■ Pasaje proporcionado
....
La aversión de la izquierda a la hora de afrontar cuestiones de política exterior resultó evidente en la campaña de Bernie Sanders de 2016, así como en la por otra parte muy emocionante convención de la rejuvenecida organización (en sentido literal) Socialistas Demócratas de América (DSA por sus siglas en inglés). Numerosas resoluciones fueron debatidas en los encuentros de la DSA, pero tan solo una concernía a cuestiones de política exterior: la que realizaba un llamamiento por el boicot a Israel. Ni una sola palabra sobre Siria, Afganistán, Irak, Yemen, Corea del Norte, Venezuela, Ucrania o la Rusia de Putin, nada (en el pasado, la DSA había adoptado algunas resoluciones predecibles en materia de exteriores, como por ejemplo la emitida contra los ataques con drones en Yemen, Somalia o Paquistán). Quizá el silencio fue la mejor opción, teniendo en cuenta que la visión del mundo que había detrás del boicot a Israel hubiera comportado posicionamientos extraños con respecto a estos otros países. Aun así, en algún momento la izquierda habrá de ser capaz de generar un marco desde el que articular una política exterior que aúne una dimensión internacionalista con el compromiso con la seguridad y bienestar de sus compatriotas. El antiimperialismo, la cantilena habitual, frecuentemente traducido en una animadversión hacia Israel y, a menudo también, contra los EEUU, obviamente no funcionará.
Políticas de inclusión
Las políticas domésticas de la izquierda se han visto radicalmente fragmentadas durante décadas. Estas han consistido, en buena medida, en un esfuerzo por favorecer la inclusión de determinados grupos (minorías, sin contar el caso de las mujeres) en la sociedad norteamericana; en ayudarles a alcanzar la plena ciudadanía. Estos esfuerzos han resaltado demandas particularistas, como era el caso del viejo eslogan «Black is beautiful», mereciendo por ello el nombre de «políticas de identidad». La rehabilitación de identidades objeto de marginación o degradación es moralmente necesaria; merecen, en definitiva, todo nuestro apoyo político. No deberíamos temer a los particularismos cuando estos redundan en favor de la igualdad. Pero el concepto «políticas de identidad» resulta equivocado. La abrumadora mayoría de los protagonistas de estas políticas no aspiran a ensalzar sus respectivos grupos (mi identidad sobre todas las demás), sino a su inclusión. Desean unirse a la comunidad nacional; quieren equiparar sus derechos, devenir patriotas americanos. La izquierda siempre deberá apoyarles, incluso cuando tengamos objetivos que trasciendan la inclusión misma (e incluso cuando el patriotismo nos genere cierta inquietud).
Imaginemos una sociedad americana como un espacio cerrado cuyos habitantes originales fueran blancos, anglosajones y protestantes. A lo largo de los siglos, este espacio ha sido invadido primero por católicos irlandeses, luego por eslavos e italianos de la misma confesión, judíos, mujeres, trabajadores industriales, afroamericanos, hispanos, asiáticos, homosexuales y musulmanes (la lista es extensa). Esta es la historia de Estados Unidos, aún inconclusa; en primer lugar, porque muchos de los invasores todavía no han accedido a la igualdad de pertenencia y, en segundo, porque habrá – debe de haber – nuevas invasiones como consecuencia de las nuevas exclusiones. Estas nuevas exclusiones son fundamentales para entender la política estadounidense hoy día.
....
■ Tarea planteada 1
Según el pasaje, ¿cuál fue la única resolución sobre política exterior que se debatió en los encuentros de la DSA?

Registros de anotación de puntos
....
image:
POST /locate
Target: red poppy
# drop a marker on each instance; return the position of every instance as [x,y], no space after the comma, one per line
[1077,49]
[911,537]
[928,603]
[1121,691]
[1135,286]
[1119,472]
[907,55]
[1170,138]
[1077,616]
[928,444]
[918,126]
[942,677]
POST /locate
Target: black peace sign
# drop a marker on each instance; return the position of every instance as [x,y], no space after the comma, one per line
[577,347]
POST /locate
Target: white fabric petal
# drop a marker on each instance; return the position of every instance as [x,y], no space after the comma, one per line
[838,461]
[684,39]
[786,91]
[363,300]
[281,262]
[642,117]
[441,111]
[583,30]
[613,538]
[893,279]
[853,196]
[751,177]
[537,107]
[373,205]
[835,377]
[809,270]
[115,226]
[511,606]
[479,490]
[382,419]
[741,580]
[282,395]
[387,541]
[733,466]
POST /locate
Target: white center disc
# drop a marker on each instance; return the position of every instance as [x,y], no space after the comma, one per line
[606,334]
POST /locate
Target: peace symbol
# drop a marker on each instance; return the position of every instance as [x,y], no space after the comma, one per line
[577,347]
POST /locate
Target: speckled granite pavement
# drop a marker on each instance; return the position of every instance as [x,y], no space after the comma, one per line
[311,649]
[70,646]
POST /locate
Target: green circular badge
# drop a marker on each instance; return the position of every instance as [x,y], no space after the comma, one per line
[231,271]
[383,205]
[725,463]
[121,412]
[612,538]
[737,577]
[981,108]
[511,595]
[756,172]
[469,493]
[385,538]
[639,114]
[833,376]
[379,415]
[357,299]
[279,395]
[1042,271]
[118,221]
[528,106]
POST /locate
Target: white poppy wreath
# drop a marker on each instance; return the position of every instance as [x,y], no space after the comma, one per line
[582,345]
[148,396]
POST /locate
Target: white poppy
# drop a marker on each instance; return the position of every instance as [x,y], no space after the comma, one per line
....
■ Tarea planteada 2
Selecciona cada fila del listado que contenga la palabra "white".

■ Respuesta esperada 1
La que hacía un llamamiento al boicot a Israel.

■ Respuesta esperada 2
Target: white fabric petal
Target: white center disc
Target: white poppy wreath
Target: white poppy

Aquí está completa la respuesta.